## Your objective
Reproduce every one of the items below word for word, keeping each line unchanged.

[Dataset records about object locations]
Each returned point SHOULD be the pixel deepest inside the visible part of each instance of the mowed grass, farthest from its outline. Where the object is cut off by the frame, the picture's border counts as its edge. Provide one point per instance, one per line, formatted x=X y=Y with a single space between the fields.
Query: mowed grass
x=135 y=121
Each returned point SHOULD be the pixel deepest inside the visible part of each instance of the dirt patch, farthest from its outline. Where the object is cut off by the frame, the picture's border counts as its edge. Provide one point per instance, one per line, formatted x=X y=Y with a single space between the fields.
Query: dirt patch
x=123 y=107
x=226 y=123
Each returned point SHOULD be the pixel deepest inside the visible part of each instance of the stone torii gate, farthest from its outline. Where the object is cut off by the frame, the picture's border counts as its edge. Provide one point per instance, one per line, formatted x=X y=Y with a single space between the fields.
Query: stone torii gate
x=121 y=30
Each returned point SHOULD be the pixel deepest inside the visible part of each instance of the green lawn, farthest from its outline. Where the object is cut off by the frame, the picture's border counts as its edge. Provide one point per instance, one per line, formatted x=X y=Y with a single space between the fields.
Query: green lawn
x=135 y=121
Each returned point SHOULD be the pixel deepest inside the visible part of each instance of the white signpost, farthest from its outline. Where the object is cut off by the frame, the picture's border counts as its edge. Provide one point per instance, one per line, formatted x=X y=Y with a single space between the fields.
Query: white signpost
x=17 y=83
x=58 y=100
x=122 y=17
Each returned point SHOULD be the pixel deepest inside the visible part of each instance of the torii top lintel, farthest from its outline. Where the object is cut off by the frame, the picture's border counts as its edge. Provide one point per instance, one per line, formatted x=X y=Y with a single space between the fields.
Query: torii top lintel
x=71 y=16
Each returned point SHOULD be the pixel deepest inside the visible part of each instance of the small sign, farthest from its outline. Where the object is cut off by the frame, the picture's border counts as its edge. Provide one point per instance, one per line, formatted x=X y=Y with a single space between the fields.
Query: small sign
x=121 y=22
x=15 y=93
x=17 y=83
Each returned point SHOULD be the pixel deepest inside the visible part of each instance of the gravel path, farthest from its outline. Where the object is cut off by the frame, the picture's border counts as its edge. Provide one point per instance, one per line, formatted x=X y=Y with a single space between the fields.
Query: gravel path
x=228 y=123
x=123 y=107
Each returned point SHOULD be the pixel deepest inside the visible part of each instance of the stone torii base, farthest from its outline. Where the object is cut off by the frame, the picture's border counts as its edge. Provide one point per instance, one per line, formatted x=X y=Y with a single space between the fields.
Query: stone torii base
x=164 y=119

## Exercise response
Each returned point SHOULD be the pixel deepest inside the visible part of each instance of the mowed grass, farthest from its outline. Where the object is cut off by the frame, the picture's border counts as its edge. Provide one point per instance, one per line, formatted x=X y=Y with a single space between the fields.
Query: mowed grass
x=135 y=121
Each returned point SHOULD be the pixel deepest inside the visible part of each instance of the dirt patch, farthest from its outline. Where the object is cut off by the frame, the picture's border counts as its edge. Provide one point per instance, one per line, formatted x=X y=Y with a single space between the fields.
Query: dirt patch
x=123 y=107
x=226 y=123
Each returned point SHOULD be the pixel deepest inside the visible part of each instance of the stone torii gate, farthest from its outline. Where the object is cut off by the frame, the picture's border counts as its edge. Provide one point per instance, one per line, formatted x=X y=Y with a single space between the fields.
Query: stone torii gate
x=121 y=30
Each returned point SHOULD be the pixel deepest inside the visible part of each instance of the green lawn, farthest from its outline. Where the object is cut off by the frame, the picture's border counts as its edge. Provide one point per instance, one per line, formatted x=X y=Y with a single space between the fields.
Query: green lawn
x=135 y=121
Each returned point SHOULD be the pixel deepest inside the visible part of each instance of the white signpost, farthest from its outline. Where the object is cut off by the frame, the picture's border counts as its edge. Provide one point per instance, one per line, formatted x=X y=Y with a single space between the fields.
Query: white signpost
x=17 y=83
x=58 y=100
x=122 y=17
Each returned point SHOULD be the pixel deepest inside the visible part of each instance of the torii top lintel, farthest from its outline. Where the object is cut off by the frame, the picture's border counts as its edge. Provide one point per instance, one per line, formatted x=X y=Y with a single space between the fields.
Query: torii top lintel
x=71 y=16
Each returned point SHOULD be the pixel deepest inside the visible part of each instance of the small sign, farthest from its outline. Where the object is cut off by the frame, the picture's border counts as its edge. Provide one point per instance, one per line, formatted x=X y=Y with a single space between the fields.
Query: small sign
x=121 y=22
x=15 y=93
x=17 y=83
Each returned point SHOULD be the pixel deepest inside the visible part of each instance of the gravel path, farthest from its outline. Where the object is cut off by the frame, the picture's border counts as its edge. Provide one point per instance, one per line, formatted x=X y=Y with a single space between the fields.
Query: gravel path
x=228 y=123
x=123 y=107
Each returned point SHOULD be the pixel deepest inside the visible part of each instance of the stone torii base, farthest from its outline. Where the object is cut off by the frame, the picture's border counts as its edge. Provide one point per instance, one per line, formatted x=X y=Y with a single space between the fields.
Query: stone torii base
x=164 y=119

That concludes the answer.